▶ Direction
Copy out, exactly as written, only the line containing "the yellow shelf" and the lines after it through the end of the records.

▶ Data shown

☆ ☆ ☆ ☆

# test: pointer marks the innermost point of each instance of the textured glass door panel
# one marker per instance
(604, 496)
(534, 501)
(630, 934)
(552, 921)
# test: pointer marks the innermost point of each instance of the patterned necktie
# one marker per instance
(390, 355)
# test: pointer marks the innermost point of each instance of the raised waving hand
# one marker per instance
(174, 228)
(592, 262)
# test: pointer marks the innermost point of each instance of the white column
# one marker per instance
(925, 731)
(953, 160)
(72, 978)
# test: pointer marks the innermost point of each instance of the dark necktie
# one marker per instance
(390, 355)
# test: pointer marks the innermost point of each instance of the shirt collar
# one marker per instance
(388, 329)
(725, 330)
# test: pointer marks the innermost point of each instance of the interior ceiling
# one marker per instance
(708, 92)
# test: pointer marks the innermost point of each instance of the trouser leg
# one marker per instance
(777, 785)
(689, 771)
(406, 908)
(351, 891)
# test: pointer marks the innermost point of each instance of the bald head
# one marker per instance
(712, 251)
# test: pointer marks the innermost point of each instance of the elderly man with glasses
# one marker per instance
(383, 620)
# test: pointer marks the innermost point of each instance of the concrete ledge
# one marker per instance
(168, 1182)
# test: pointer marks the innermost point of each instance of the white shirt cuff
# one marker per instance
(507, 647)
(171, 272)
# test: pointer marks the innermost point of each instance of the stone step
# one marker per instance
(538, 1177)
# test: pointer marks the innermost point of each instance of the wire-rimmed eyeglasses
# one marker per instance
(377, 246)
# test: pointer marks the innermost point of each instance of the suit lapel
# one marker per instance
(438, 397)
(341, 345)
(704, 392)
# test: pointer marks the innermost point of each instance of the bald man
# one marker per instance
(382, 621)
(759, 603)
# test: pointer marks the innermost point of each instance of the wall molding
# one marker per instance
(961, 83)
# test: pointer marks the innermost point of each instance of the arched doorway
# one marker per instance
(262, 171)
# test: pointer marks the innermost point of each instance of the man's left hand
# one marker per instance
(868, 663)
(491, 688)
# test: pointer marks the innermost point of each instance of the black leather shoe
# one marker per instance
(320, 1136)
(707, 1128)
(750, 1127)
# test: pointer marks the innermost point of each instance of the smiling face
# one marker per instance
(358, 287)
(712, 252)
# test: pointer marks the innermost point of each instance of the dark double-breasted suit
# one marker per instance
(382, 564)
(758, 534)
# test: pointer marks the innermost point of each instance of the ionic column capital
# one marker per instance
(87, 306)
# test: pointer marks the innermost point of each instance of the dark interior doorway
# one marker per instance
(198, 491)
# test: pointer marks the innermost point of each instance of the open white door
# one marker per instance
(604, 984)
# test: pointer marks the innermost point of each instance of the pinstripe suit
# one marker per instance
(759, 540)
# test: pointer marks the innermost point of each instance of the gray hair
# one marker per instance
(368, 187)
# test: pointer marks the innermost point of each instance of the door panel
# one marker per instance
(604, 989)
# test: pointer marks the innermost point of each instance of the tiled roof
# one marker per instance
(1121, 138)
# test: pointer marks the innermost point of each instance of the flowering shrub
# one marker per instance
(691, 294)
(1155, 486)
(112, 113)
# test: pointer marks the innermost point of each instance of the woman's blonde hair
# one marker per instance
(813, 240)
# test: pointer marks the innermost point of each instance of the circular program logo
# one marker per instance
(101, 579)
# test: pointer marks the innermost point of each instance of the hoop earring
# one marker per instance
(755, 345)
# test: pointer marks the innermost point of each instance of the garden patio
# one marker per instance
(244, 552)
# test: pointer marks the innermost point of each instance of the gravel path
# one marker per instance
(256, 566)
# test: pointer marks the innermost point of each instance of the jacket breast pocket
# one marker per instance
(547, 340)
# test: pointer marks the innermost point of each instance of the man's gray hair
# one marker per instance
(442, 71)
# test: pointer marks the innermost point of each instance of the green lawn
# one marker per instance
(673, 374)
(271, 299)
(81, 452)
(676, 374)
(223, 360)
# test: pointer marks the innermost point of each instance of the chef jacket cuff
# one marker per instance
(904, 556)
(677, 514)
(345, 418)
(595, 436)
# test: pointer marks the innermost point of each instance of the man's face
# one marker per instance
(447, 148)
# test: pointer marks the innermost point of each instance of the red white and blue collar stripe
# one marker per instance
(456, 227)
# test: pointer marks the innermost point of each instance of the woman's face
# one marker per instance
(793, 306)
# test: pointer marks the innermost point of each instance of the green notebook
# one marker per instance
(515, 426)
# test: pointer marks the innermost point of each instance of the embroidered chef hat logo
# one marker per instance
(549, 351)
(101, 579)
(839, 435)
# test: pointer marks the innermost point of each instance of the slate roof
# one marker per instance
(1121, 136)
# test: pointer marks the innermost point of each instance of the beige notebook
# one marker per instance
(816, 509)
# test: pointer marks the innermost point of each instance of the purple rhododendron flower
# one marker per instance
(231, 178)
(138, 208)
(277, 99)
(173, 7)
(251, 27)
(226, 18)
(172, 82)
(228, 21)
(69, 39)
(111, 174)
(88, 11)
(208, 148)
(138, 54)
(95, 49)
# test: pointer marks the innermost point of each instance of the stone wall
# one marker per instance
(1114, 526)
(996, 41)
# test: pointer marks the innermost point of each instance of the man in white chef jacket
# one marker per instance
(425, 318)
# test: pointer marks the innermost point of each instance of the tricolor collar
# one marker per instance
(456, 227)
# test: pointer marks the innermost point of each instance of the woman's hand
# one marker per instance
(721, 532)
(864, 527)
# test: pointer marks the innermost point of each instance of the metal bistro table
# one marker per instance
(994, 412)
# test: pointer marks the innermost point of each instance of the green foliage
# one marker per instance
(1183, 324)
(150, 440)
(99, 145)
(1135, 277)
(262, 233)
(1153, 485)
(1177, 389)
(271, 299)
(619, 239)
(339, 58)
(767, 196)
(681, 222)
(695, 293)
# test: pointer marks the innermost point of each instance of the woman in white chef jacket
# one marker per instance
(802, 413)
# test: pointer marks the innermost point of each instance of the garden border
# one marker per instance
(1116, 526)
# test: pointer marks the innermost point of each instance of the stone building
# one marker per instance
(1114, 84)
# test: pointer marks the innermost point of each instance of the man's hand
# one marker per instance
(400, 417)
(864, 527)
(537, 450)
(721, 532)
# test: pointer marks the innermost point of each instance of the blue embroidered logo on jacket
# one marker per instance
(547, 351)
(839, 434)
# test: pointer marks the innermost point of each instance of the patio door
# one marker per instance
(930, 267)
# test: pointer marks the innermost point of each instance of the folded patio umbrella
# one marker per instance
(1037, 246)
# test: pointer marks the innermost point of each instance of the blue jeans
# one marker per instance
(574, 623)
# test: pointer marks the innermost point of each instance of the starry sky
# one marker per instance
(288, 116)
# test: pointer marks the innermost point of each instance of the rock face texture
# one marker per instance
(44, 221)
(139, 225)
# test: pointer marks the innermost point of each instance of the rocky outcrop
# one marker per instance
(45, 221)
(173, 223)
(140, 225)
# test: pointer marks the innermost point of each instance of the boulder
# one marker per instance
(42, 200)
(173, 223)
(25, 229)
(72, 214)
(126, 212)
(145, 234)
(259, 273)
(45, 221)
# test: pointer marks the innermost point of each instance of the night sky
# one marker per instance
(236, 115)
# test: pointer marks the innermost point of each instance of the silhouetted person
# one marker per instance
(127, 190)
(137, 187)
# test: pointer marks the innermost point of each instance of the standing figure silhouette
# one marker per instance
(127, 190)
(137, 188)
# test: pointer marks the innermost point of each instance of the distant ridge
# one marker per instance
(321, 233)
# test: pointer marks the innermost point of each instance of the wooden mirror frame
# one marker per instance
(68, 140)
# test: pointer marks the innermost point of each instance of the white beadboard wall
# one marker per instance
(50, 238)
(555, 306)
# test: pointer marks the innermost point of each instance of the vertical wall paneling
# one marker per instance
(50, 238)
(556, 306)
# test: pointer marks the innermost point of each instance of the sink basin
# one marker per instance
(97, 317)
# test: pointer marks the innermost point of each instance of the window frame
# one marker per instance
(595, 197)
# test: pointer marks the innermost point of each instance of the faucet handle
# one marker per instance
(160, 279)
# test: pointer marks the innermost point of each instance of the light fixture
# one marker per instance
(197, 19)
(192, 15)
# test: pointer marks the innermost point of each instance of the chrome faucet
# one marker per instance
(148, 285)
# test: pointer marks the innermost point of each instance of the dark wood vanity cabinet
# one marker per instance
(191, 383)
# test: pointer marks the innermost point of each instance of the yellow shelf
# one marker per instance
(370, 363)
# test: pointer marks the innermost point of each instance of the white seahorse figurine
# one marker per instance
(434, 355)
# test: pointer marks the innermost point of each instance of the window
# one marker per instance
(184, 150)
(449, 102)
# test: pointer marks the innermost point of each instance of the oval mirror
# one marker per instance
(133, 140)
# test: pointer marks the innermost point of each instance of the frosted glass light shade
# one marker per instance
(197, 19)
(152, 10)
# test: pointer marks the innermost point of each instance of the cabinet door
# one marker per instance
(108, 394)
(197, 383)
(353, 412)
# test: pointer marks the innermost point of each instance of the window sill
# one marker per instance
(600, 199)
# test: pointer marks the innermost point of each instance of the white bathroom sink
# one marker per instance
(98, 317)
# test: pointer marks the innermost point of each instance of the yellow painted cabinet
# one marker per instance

☆ ☆ ☆ ☆

▶ Task output
# test: pointer marks the innermost point of each instance of the yellow shelf
# one marker per instance
(370, 363)
# test: pointer marks the innermost point of each instance of the white seahorse figurine
# one marker per instance
(434, 355)
# test: pointer marks the innermost point of each instance of the window
# one marker per instance
(184, 150)
(449, 102)
# test: pointer marks the innermost point of each instance of the oval mirror
# one marker per instance
(133, 140)
# test: pointer marks the innermost point of each instance of the frosted glass light shade
# one marker per instance
(197, 19)
(152, 10)
# test: pointer marks the innermost point of each instance of the cabinet door
# one marker per instance
(108, 394)
(197, 383)
(353, 412)
# test: pointer marks the innermost point of each instance of the window sill
# one marker per instance
(600, 199)
# test: pointer marks the innermost point of each instance of the white bathroom sink
# one marker per instance
(98, 317)
# test: pointer marks the innermost point of each instance of the yellow painted cabinet
# one marker per instance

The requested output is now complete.